Filistinli gazeteci Walid Batrawi, İsrail askerlerinin gözünü kırpmadan öldürdüğü arkadaşı gazeteci Shireen Abu Akleh’in davasının akıbetini ve bölgedeki gazetecilik pratiğini Journalist Post dergisinin yeni sayısı için kaleme aldı.
Filistinli gazeteciler ateş hattında / Walid Batrawi
El-Cezire muhabiri Shireen Abu Akleh’in Batı Şeria’nın kuzeyindeki Cenin Mülteci Kampı’nda bir İsrail askeri tarafından nokta atışı kurşunla öldürülmesinin üzerinden bir yıldan fazla zaman geçti.
Shireen sadece bir meslektaşımız değil, aynı zamanda dostumuzdu. Al-Jazeera English için çalışırken hem ortak kullandığımız ofis alanını hem de mükemmel bir şekilde hazırladığı Cuma sabahları yaptığımız kahvaltıları paylaştık.

» Alıştırma koşulları
1 > Verilen metne göre Shireen Abu Akleh nerede öldürüldü?
2 > Verilen metinde "Filistinli gazeteci Walid" sözcüklerinin geçtiği yerden başlayın, "yaptığımız kahvaltıları paylaştık." sözcüklerinden sonra durun ve bu bölümü kelimesi kelimesine aktarın.

» Çıkarılan kayıtlar
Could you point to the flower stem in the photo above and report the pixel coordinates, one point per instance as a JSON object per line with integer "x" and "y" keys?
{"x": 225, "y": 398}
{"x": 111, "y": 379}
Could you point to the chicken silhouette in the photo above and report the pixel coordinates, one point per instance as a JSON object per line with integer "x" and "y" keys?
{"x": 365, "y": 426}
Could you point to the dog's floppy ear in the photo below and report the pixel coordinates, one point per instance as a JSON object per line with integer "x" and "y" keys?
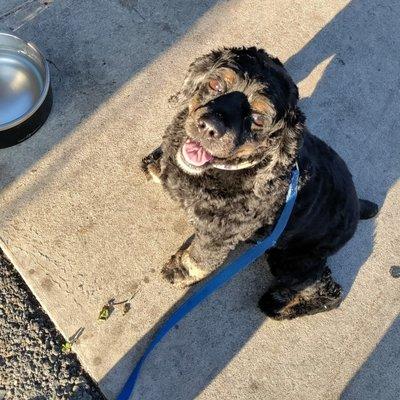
{"x": 195, "y": 75}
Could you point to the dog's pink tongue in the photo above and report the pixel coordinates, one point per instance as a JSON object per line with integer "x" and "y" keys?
{"x": 195, "y": 154}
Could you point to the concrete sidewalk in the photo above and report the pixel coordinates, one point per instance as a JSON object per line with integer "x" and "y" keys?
{"x": 83, "y": 226}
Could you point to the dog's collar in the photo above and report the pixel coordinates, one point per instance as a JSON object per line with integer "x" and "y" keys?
{"x": 242, "y": 165}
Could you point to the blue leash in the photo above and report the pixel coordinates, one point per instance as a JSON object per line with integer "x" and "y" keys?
{"x": 218, "y": 280}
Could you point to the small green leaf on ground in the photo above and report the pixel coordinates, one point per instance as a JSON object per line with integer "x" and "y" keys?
{"x": 105, "y": 312}
{"x": 127, "y": 307}
{"x": 66, "y": 348}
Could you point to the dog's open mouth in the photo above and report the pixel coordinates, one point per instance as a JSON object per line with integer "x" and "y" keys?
{"x": 195, "y": 154}
{"x": 193, "y": 158}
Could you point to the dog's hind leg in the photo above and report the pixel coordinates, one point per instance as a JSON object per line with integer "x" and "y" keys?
{"x": 151, "y": 166}
{"x": 368, "y": 209}
{"x": 303, "y": 287}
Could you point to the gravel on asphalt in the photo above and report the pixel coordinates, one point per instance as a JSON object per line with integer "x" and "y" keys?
{"x": 32, "y": 364}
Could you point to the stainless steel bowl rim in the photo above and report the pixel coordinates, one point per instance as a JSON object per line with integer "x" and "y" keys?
{"x": 43, "y": 95}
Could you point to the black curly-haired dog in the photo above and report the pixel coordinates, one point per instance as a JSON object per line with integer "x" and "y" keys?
{"x": 227, "y": 157}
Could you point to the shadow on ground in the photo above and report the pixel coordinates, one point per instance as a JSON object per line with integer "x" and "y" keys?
{"x": 378, "y": 377}
{"x": 361, "y": 75}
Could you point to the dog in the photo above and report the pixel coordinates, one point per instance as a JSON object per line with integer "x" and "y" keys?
{"x": 227, "y": 157}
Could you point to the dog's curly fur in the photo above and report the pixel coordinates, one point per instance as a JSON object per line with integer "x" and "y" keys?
{"x": 252, "y": 103}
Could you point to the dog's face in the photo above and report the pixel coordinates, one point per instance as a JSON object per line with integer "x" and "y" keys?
{"x": 240, "y": 104}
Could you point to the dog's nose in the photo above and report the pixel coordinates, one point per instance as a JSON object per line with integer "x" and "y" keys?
{"x": 211, "y": 126}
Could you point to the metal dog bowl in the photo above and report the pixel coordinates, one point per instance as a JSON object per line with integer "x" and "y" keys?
{"x": 25, "y": 91}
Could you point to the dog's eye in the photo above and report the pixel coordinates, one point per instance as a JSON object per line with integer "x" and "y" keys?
{"x": 215, "y": 85}
{"x": 258, "y": 119}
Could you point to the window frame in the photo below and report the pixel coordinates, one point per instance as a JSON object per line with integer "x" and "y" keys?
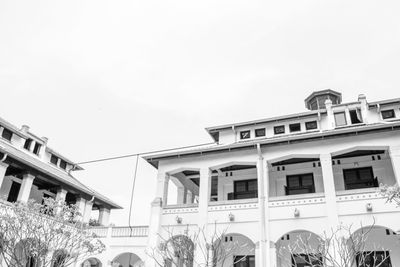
{"x": 344, "y": 116}
{"x": 301, "y": 186}
{"x": 359, "y": 181}
{"x": 244, "y": 132}
{"x": 277, "y": 127}
{"x": 388, "y": 110}
{"x": 295, "y": 124}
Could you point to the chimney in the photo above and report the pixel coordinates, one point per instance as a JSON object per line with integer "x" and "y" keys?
{"x": 24, "y": 128}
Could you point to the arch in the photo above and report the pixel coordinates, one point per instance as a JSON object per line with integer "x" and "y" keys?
{"x": 127, "y": 259}
{"x": 92, "y": 262}
{"x": 232, "y": 163}
{"x": 294, "y": 245}
{"x": 231, "y": 248}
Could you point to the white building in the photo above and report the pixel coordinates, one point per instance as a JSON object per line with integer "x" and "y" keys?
{"x": 30, "y": 169}
{"x": 267, "y": 182}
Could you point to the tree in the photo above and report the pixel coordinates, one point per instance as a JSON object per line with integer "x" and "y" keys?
{"x": 179, "y": 250}
{"x": 391, "y": 193}
{"x": 49, "y": 234}
{"x": 339, "y": 248}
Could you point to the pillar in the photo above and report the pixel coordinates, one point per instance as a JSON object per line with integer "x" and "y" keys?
{"x": 26, "y": 186}
{"x": 204, "y": 196}
{"x": 157, "y": 204}
{"x": 3, "y": 169}
{"x": 330, "y": 191}
{"x": 394, "y": 153}
{"x": 104, "y": 216}
{"x": 88, "y": 211}
{"x": 263, "y": 208}
{"x": 180, "y": 195}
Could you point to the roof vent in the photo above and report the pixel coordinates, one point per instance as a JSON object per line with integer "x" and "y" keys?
{"x": 317, "y": 99}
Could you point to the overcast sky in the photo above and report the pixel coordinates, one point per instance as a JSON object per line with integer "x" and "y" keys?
{"x": 106, "y": 78}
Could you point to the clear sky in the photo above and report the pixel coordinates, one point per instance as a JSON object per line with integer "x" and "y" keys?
{"x": 105, "y": 78}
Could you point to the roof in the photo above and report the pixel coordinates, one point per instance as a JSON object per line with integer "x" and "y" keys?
{"x": 47, "y": 169}
{"x": 154, "y": 158}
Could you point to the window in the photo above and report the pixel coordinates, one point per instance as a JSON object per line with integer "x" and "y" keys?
{"x": 54, "y": 160}
{"x": 311, "y": 125}
{"x": 374, "y": 258}
{"x": 388, "y": 114}
{"x": 296, "y": 127}
{"x": 355, "y": 116}
{"x": 244, "y": 261}
{"x": 7, "y": 134}
{"x": 245, "y": 189}
{"x": 340, "y": 119}
{"x": 305, "y": 260}
{"x": 244, "y": 134}
{"x": 260, "y": 132}
{"x": 299, "y": 184}
{"x": 279, "y": 129}
{"x": 28, "y": 143}
{"x": 36, "y": 149}
{"x": 63, "y": 164}
{"x": 359, "y": 178}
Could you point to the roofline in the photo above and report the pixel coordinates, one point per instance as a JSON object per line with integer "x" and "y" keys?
{"x": 153, "y": 159}
{"x": 255, "y": 122}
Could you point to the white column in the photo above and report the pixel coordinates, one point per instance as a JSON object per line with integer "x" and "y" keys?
{"x": 61, "y": 195}
{"x": 204, "y": 196}
{"x": 155, "y": 215}
{"x": 104, "y": 216}
{"x": 81, "y": 205}
{"x": 3, "y": 169}
{"x": 180, "y": 195}
{"x": 330, "y": 191}
{"x": 189, "y": 197}
{"x": 26, "y": 186}
{"x": 394, "y": 153}
{"x": 263, "y": 208}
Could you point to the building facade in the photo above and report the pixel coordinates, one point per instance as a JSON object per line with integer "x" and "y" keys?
{"x": 266, "y": 183}
{"x": 31, "y": 170}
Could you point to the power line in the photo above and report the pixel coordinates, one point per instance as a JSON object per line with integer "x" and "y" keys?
{"x": 139, "y": 154}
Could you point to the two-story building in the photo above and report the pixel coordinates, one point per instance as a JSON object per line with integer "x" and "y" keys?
{"x": 30, "y": 169}
{"x": 267, "y": 182}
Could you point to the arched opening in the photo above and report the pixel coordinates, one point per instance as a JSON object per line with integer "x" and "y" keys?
{"x": 375, "y": 246}
{"x": 178, "y": 251}
{"x": 299, "y": 248}
{"x": 235, "y": 250}
{"x": 127, "y": 259}
{"x": 92, "y": 262}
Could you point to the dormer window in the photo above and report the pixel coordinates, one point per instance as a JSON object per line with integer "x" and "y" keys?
{"x": 28, "y": 143}
{"x": 279, "y": 129}
{"x": 340, "y": 119}
{"x": 260, "y": 132}
{"x": 7, "y": 134}
{"x": 63, "y": 164}
{"x": 311, "y": 125}
{"x": 388, "y": 114}
{"x": 245, "y": 134}
{"x": 36, "y": 149}
{"x": 54, "y": 160}
{"x": 295, "y": 127}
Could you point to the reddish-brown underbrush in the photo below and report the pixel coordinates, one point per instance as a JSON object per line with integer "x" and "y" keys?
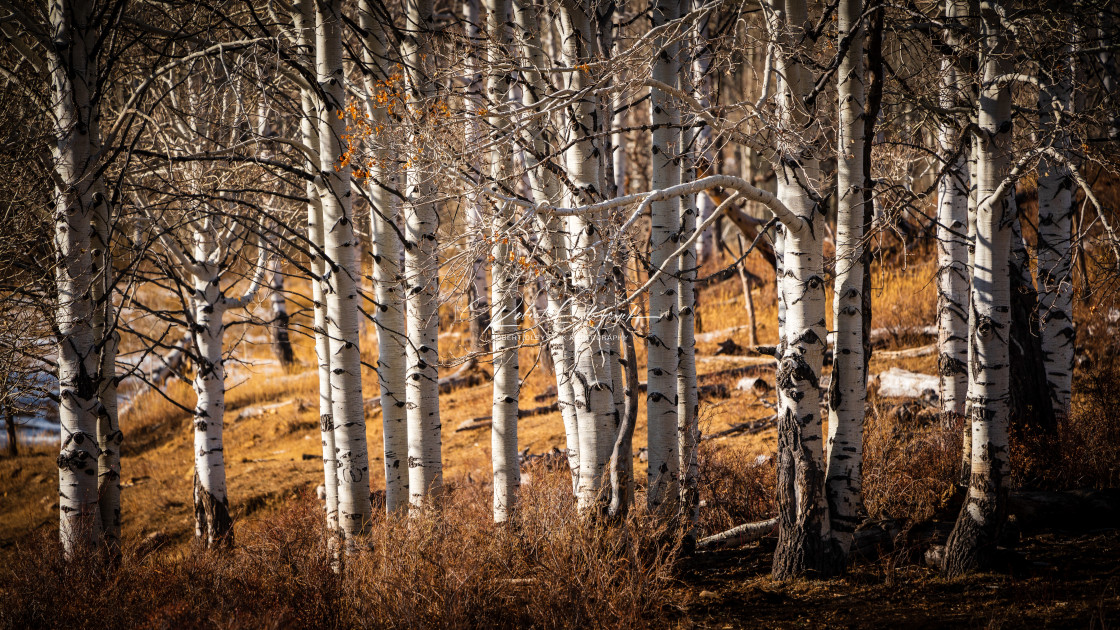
{"x": 453, "y": 568}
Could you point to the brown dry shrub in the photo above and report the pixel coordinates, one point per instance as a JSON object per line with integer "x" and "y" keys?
{"x": 908, "y": 472}
{"x": 737, "y": 485}
{"x": 449, "y": 570}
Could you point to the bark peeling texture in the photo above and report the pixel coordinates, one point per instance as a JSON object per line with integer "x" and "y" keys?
{"x": 972, "y": 543}
{"x": 73, "y": 74}
{"x": 341, "y": 247}
{"x": 848, "y": 388}
{"x": 663, "y": 470}
{"x": 593, "y": 387}
{"x": 804, "y": 542}
{"x": 421, "y": 224}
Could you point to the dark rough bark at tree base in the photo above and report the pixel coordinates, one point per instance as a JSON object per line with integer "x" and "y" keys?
{"x": 214, "y": 527}
{"x": 802, "y": 549}
{"x": 1032, "y": 410}
{"x": 972, "y": 543}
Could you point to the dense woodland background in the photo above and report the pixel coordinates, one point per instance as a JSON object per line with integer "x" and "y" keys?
{"x": 784, "y": 314}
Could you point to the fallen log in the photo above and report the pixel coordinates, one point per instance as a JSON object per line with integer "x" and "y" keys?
{"x": 738, "y": 536}
{"x": 483, "y": 422}
{"x": 469, "y": 374}
{"x": 908, "y": 353}
{"x": 903, "y": 383}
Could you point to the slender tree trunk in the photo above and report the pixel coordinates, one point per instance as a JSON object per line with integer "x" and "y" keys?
{"x": 278, "y": 327}
{"x": 386, "y": 276}
{"x": 972, "y": 542}
{"x": 213, "y": 525}
{"x": 952, "y": 251}
{"x": 109, "y": 431}
{"x": 304, "y": 20}
{"x": 70, "y": 66}
{"x": 1055, "y": 238}
{"x": 341, "y": 248}
{"x": 848, "y": 388}
{"x": 595, "y": 411}
{"x": 702, "y": 145}
{"x": 804, "y": 538}
{"x": 477, "y": 288}
{"x": 553, "y": 237}
{"x": 505, "y": 300}
{"x": 421, "y": 266}
{"x": 663, "y": 472}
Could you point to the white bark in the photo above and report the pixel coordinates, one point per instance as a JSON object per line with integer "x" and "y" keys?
{"x": 593, "y": 371}
{"x": 302, "y": 15}
{"x": 505, "y": 302}
{"x": 341, "y": 247}
{"x": 973, "y": 538}
{"x": 212, "y": 506}
{"x": 848, "y": 389}
{"x": 68, "y": 64}
{"x": 421, "y": 224}
{"x": 388, "y": 281}
{"x": 663, "y": 470}
{"x": 546, "y": 188}
{"x": 952, "y": 251}
{"x": 804, "y": 537}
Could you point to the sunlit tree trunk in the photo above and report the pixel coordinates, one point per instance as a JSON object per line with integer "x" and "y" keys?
{"x": 848, "y": 388}
{"x": 421, "y": 262}
{"x": 505, "y": 302}
{"x": 389, "y": 314}
{"x": 341, "y": 247}
{"x": 553, "y": 237}
{"x": 109, "y": 429}
{"x": 302, "y": 15}
{"x": 952, "y": 256}
{"x": 71, "y": 70}
{"x": 663, "y": 471}
{"x": 593, "y": 371}
{"x": 804, "y": 537}
{"x": 973, "y": 538}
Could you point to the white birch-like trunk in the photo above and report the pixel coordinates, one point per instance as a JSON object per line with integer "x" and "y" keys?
{"x": 110, "y": 437}
{"x": 477, "y": 288}
{"x": 505, "y": 302}
{"x": 553, "y": 237}
{"x": 593, "y": 371}
{"x": 703, "y": 147}
{"x": 421, "y": 266}
{"x": 663, "y": 471}
{"x": 804, "y": 538}
{"x": 1055, "y": 234}
{"x": 341, "y": 247}
{"x": 70, "y": 70}
{"x": 213, "y": 525}
{"x": 302, "y": 15}
{"x": 848, "y": 388}
{"x": 388, "y": 280}
{"x": 972, "y": 542}
{"x": 952, "y": 251}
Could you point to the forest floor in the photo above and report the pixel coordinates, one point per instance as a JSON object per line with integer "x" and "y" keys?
{"x": 273, "y": 455}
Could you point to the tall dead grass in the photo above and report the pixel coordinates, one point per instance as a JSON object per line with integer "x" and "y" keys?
{"x": 449, "y": 570}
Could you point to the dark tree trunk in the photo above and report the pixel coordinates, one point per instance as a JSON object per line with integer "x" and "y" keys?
{"x": 10, "y": 422}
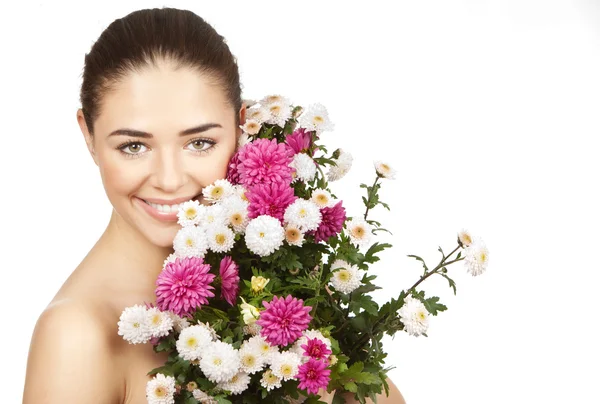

» Beklenen yanıtlar
1 > Batı Şeria'nın kuzeyindeki Cenin Mülteci Kampı'nda.

2 >
Filistinli gazeteci Walid Batrawi, İsrail askerlerinin gözünü kırpmadan öldürdüğü arkadaşı gazeteci Shireen Abu Akleh’in davasının akıbetini ve bölgedeki gazetecilik pratiğini Journalist Post dergisinin yeni sayısı için kaleme aldı.
Filistinli gazeteciler ateş hattında / Walid Batrawi
El-Cezire muhabiri Shireen Abu Akleh’in Batı Şeria’nın kuzeyindeki Cenin Mülteci Kampı’nda bir İsrail askeri tarafından nokta atışı kurşunla öldürülmesinin üzerinden bir yıldan fazla zaman geçti.
Shireen sadece bir meslektaşımız değil, aynı zamanda dostumuzdu. Al-Jazeera English için çalışırken hem ortak kullandığımız ofis alanını hem de mükemmel bir şekilde hazırladığı Cuma sabahları yaptığımız kahvaltıları paylaştık.